Paul-Ivan de Saint Germain
Il faut replacer le problème de l’industrie d’armement dans le contexte géopolitique d’aujourd’hui. La mutation de cette industrie s’explique en partie par un contexte nouveau dont les éléments les plus significatifs sont la chute du mur de Berlin et la guerre du Golfe, celle-ci pouvant être classée comme une guerre de type nouveau.
Cependant, depuis 1991, on assiste à l’irruption de nombreux conflits de basse intensité qui obligent les Européens, dans leurs interventions, à utiliser des moyens militaires d’un genre différent de ceux utilisés lors de la guerre du Golfe. Il convient alors de réfléchir à une typologie des conflits auxquels les Européens auront à faire face à l’avenir. À ce sujet, on peut reprendre le Livre blanc de 1994, où les experts ont évoqué plusieurs scénarios.

VOTRE TÂCHE: Écrivez la suite du texte sur l'industrie d'armement et les conflits auxquels font face les Européens, à partir de sa dernière phrase.

DONNÉES ENREGISTRÉES:

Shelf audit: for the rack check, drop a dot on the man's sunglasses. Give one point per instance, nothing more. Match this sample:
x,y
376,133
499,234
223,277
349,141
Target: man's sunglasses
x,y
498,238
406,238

* * *

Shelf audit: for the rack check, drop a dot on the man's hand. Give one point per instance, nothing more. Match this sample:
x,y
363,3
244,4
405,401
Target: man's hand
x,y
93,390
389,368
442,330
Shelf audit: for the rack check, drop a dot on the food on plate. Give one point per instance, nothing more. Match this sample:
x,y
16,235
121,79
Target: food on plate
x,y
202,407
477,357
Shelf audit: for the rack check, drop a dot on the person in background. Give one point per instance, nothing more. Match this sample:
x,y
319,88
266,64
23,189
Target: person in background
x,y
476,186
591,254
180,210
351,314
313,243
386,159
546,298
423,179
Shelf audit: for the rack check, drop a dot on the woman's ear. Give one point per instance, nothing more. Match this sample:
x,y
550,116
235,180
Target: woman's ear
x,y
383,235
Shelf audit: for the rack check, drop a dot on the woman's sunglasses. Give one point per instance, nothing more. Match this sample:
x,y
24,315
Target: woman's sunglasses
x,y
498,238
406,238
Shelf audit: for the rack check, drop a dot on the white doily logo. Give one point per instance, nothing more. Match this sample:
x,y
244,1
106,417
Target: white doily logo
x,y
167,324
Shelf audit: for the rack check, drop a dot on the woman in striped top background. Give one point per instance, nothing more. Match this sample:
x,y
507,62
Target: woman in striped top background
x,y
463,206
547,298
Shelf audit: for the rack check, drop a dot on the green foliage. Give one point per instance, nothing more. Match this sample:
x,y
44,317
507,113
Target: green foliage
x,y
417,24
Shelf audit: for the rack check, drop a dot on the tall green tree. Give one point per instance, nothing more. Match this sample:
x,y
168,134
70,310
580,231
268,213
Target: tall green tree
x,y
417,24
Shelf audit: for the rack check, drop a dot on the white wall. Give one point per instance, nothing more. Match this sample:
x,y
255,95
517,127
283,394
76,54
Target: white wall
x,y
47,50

* * *

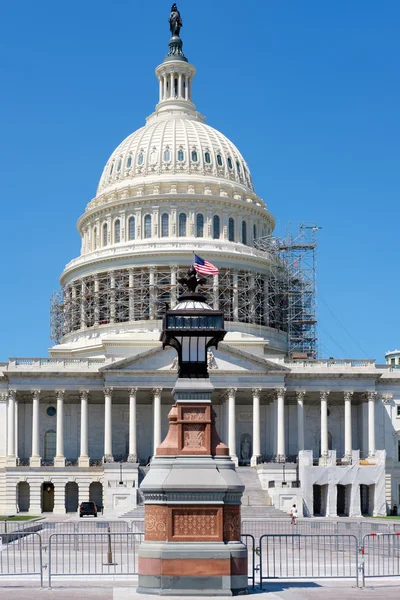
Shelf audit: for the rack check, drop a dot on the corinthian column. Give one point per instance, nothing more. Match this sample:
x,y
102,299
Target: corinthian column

RÉSULTAT OBTENU:
Le premier fait référence à un conflit de type majeur tel qu’il était pensé avant les événements de 1989 ; à ce titre, la dissuasion nucléaire garde toute son importance, car il n’est pas exclu qu’une menace de cet ordre apparaisse dans quelques décennies. Le deuxième se rapporte à un conflit tel que la guerre du Golfe. Technologies de pointe et risque nucléaire (problème de contre-prolifération) sont alors à prendre en considération et il convient de ce fait de pouvoir développer des systèmes d’armes permettant, par exemple, d’intercepter en vol des missiles balistiques.
Parallèlement à ces conflits « majeurs », le contexte géopolitique actuel voit la prolifération d’opérations limitées d’interposition ou de rétablissement de la paix qui, par la nature même du conflit (chefs de guerre, pouvoir diffus, etc.), rendent l’aspect militaire insuffisant quant à sa résolution.
Enfin, le terrorisme, qui tend à se transnationaliser, représente une menace de plus en plus réelle, liée aux problèmes de prolifération des armes chimiques, biologiques, etc.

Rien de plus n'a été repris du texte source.